WHAT IS REQUIRED -
Render as a JSON list of strings the lines beginning with the one containing "Pick out one point on every instance of the dirt patch" and continuing through the one containing "[(42, 340)]", one string per line and no blank lines.

DATA FOR THE TASK -
● ● ● ● ●

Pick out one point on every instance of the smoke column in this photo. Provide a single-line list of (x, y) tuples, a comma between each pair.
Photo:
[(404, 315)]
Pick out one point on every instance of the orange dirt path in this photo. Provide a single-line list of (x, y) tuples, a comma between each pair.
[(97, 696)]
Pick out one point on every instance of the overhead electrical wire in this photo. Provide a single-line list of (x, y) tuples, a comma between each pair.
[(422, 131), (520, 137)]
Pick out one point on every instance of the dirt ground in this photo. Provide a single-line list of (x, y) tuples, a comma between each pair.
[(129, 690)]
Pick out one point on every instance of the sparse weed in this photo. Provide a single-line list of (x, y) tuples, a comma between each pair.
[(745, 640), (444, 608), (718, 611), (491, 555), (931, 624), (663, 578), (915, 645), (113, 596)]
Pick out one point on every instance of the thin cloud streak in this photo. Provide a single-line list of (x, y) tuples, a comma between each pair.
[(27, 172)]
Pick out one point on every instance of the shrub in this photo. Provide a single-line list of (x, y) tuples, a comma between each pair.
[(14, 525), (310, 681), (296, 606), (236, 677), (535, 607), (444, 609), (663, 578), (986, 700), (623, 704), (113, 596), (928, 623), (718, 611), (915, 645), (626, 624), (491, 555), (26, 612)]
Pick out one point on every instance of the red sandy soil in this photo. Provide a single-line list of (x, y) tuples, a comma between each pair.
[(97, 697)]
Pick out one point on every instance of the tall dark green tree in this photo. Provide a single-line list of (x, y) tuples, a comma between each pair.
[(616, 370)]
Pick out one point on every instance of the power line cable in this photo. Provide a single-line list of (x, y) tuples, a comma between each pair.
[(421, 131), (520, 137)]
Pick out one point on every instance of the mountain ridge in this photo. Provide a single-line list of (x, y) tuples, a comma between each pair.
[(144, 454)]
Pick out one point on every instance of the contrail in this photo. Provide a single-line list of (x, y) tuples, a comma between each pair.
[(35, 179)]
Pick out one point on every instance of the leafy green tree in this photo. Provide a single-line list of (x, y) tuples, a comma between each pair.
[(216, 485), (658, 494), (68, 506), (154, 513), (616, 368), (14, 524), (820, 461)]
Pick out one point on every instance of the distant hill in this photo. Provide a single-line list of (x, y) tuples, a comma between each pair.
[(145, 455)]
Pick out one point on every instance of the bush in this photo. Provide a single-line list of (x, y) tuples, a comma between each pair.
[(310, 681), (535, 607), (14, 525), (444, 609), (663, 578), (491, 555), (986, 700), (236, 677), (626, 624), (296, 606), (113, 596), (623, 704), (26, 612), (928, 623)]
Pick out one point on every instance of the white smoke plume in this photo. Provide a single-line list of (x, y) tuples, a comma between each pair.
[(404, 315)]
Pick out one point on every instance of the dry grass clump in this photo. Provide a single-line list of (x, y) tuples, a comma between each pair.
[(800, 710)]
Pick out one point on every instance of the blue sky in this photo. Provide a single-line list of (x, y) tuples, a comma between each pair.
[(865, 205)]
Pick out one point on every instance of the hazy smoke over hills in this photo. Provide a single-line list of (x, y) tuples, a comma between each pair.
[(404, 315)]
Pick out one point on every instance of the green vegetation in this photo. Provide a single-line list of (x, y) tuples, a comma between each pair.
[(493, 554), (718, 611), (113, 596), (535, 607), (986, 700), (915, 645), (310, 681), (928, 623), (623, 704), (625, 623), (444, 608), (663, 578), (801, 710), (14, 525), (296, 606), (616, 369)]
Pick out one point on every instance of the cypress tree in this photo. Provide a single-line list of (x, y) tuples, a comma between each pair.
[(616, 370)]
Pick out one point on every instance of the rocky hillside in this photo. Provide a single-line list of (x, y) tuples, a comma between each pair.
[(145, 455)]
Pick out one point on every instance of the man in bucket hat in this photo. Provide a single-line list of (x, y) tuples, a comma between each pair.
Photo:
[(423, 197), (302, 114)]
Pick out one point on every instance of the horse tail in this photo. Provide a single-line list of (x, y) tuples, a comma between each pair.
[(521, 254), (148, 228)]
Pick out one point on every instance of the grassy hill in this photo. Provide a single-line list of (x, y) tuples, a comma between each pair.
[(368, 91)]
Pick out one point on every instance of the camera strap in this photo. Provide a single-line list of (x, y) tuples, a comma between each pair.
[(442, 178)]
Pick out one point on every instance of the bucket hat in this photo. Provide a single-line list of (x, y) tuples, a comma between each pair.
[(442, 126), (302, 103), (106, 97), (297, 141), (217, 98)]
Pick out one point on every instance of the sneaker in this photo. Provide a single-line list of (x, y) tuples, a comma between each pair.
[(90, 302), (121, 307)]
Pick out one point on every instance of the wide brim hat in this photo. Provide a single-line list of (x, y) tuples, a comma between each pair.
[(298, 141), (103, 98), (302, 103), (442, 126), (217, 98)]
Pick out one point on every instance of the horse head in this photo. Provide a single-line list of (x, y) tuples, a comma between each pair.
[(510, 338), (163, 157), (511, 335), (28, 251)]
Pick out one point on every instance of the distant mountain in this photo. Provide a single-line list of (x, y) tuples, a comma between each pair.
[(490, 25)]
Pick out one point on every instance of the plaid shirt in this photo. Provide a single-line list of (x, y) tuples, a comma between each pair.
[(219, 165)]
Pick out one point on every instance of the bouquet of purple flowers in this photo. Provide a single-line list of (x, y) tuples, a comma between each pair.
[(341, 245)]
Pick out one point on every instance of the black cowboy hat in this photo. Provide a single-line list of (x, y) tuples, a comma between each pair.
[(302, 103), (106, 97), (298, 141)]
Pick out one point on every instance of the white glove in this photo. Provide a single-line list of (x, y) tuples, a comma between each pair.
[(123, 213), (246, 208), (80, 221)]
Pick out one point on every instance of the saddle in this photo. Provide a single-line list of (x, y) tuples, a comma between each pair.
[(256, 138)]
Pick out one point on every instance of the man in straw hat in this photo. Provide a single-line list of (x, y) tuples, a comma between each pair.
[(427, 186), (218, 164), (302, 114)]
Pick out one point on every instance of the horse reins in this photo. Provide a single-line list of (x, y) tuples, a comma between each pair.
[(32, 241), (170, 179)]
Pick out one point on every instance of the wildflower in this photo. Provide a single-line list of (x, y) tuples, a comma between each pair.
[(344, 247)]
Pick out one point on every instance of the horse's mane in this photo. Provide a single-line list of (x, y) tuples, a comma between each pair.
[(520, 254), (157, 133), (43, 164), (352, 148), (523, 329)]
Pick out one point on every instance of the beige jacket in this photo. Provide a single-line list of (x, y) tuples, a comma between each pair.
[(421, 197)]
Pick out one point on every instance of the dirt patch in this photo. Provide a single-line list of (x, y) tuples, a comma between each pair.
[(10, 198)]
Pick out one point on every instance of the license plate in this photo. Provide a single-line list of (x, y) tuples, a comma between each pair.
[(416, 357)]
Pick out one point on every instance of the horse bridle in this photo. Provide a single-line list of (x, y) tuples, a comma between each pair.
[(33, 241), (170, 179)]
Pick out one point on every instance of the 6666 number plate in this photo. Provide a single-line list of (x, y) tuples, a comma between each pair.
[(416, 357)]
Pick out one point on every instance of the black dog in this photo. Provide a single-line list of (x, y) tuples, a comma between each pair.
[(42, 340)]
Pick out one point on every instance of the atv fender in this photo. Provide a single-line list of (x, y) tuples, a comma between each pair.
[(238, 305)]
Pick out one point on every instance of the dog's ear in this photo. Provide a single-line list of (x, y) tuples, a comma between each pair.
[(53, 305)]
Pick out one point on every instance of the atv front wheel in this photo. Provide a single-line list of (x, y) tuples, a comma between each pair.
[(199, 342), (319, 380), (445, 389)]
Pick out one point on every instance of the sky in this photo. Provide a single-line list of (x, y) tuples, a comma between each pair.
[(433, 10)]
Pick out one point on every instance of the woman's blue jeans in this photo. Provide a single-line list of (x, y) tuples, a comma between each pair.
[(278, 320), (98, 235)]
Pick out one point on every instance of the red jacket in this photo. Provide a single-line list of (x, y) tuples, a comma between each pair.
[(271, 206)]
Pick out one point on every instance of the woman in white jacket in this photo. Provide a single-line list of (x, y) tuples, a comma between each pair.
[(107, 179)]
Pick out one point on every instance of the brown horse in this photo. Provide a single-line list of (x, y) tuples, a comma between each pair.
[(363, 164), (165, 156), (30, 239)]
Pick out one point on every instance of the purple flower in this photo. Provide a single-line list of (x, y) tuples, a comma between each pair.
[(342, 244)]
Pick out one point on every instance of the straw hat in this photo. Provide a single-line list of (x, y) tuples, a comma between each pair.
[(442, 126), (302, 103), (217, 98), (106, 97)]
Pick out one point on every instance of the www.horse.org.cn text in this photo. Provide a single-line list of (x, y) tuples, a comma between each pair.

● ● ● ● ●

FINISHED TASK -
[
  "Pick out one point on every instance of the dirt patch in this photo. Provide a single-line list of (x, y) tuples, a comma between each pair.",
  "[(10, 198)]",
  "Pick out one point on every instance of the license plate in this photo. Provide a single-line list of (x, y) tuples, a comma between each pair.",
  "[(416, 357)]",
  "Pick out one point on every instance of the horse bridle in this photo. Provide a single-line list of (x, y) tuples, a comma between each pair.",
  "[(33, 241), (170, 179)]",
  "Pick out one point on every instance of the 6666 number plate in this photo. Provide a single-line list of (x, y) tuples, a comma between each pair.",
  "[(416, 357)]",
  "Pick out one point on every instance of the black dog in this photo. Provide a single-line list of (x, y) tuples, a comma between each pair.",
  "[(42, 340)]"
]